— Start EXCERPT PROVIDED —

The third stage, I'd suggest, is when we've become aware we're being manipulated, and we're enjoying the process. We take pleasure in it, because we're an active participant in a passive medium. It isn't that an increased technical fluency gets in the way of immersion (or suspension of disbelief), it heightens the experience. Orson Welles once called it 'looking behind the curtain.' Hitchcock, for one, can't contain his glee, when he both plays the trick, and shows his hand at the same time. It's to my mind, a compliment. Hitch takes us into his confidence.

I don't think, though, that in 1969 all that many of us were quite ready for The Wild Bunch. Yes, we'd had Bonnie and Clyde, in '67, but without taking anything away from it, Bonnie and Clyde really had more of a European sensibility, an art-house feel, than an American one. (Warren Beatty and Arthur Penn had made Mickey One together, two years earlier, and that was very much French-influenced - Shoot the Piano Player - it could have played with subtitles.) Not that Penn was any stranger to violence, either: The Left-Handed Gun is startingly abrupt, and for 1958, no less. And in 1966, we saw Richard Brooks' The Professionals, Anglo mercenaries south of the border, tangled up in Mexico's revolution. John Sturges' Hour of the Gun came out the year after, a decidedly brutal and melancholy version of the Earp legend. The Wild Bunch didn't happen in a vacuum.

But it changed the landscape.

Even when the gunfight starts, outside the freight office, in the opening robbery sequence, you might not know what you're in for. By the time that scene is over, most audiences would be in shock. The obvious influence is Kurosawa, but it was a collaborative effort between Peckinpah, cinematographer Lucien Ballard, and editor Lou Lombardo. They shot with six simultaneous camera set-ups, running at different speeds, 24 frames per second, 30, 60, 90, and 120. Over-cranking generates slow-motion, and Ballard was using long lenses on some of the cameras, which foreshortens the depth of field. Lombardo's rough edit assembly ran twenty-one minutes. He and Peckinpah cut it down to five. Some of the inserts are no more than three or four frames apiece, which on-screen is nearly subliminal, almost too fast for the naked eye. The result is elastic, both in time and physical space. The aspect ratio, how much visual information the screen itself can manage, seems to yawn open and then contract, crowding the edges, optically swollen.

And yet, in the confusion, you don't lose track of the geography, the sight-lines, the physical relationships between the different elements, the composition. I think it's pretty amazing, because it's so easy to stumble into incoherence, particularly in action scenes. Peckinpah has an absolute genius for keeping the spatial dynamics all of a piece.

There's a story that Jay Cocks, the movie critic for TIME, took Marty Scorsese to an advance screening, and the two of them looked at each other afterwards in utter disbelief. They were astonished at what they'd just watched. This wasn't an uncommon reaction. There were also people who were horrified by the picture. Urban legend has it that audience members ran out of sneak previews and threw up. When it screened at Cannes, out of competition, the leading American critics who were there took turns blasting it. It was left to Roger Ebert, in the back of the room, and not a brand name at the time, to stand up and tell them he thought it was a masterpiece.

— End EXCERPT PROVIDED —
— Start INFORMATION SUPPLIED —

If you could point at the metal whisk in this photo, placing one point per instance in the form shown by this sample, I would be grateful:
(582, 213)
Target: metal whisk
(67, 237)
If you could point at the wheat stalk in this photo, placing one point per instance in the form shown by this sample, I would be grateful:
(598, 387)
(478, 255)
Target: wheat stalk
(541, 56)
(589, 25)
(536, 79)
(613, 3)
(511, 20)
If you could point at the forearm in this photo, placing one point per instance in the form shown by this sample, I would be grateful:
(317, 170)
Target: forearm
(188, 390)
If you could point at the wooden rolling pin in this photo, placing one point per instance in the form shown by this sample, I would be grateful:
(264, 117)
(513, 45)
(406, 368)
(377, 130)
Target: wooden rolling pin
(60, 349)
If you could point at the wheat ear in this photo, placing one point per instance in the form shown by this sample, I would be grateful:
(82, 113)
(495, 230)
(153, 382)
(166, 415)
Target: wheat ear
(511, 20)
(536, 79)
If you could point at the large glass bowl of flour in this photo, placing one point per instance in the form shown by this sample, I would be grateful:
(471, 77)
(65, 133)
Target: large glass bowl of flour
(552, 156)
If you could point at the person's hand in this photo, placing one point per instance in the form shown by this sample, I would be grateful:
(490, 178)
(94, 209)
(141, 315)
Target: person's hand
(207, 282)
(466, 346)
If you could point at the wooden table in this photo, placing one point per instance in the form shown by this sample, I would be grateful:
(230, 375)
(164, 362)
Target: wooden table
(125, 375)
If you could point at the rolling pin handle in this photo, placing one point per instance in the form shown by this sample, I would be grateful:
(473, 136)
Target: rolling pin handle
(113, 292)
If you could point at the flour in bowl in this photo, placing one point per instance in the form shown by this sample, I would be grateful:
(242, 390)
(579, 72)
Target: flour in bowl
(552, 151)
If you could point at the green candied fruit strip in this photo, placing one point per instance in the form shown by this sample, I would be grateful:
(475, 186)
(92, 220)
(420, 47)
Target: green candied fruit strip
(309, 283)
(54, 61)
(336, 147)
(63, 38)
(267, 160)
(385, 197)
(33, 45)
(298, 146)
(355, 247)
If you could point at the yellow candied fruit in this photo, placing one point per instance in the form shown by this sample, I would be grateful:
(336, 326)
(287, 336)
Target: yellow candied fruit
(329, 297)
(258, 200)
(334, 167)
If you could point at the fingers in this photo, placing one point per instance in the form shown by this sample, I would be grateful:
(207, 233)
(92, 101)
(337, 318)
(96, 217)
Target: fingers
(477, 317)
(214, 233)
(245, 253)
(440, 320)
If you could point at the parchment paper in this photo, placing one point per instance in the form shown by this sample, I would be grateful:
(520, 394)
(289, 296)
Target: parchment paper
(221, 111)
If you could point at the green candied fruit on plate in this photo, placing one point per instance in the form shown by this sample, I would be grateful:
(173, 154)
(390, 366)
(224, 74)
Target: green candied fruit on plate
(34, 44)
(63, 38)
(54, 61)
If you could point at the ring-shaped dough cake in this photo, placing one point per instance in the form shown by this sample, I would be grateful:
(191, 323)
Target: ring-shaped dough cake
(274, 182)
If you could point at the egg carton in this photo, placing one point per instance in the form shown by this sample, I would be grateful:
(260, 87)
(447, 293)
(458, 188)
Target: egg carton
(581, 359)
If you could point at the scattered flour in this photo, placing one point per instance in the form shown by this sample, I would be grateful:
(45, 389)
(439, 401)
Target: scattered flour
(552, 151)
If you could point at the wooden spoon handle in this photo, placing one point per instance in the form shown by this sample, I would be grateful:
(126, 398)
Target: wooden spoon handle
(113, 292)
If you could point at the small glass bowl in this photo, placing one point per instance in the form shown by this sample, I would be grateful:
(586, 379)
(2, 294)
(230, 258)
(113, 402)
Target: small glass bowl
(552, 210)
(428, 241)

— End INFORMATION SUPPLIED —

WORK TO DO
In the excerpt about The Wild Bunch, why does the writer find it amazing that the opening gunfight keeps its geography clear? Answer in one to three sentences.

RESULT OF THE TASK
The writer finds it amazing because it is very easy to fall into incoherence, especially in action scenes. Even amid the confusion, the sight-lines, the physical relationships and the composition stay clear. The writer credits this to Peckinpah's genius for keeping the spatial dynamics all of a piece.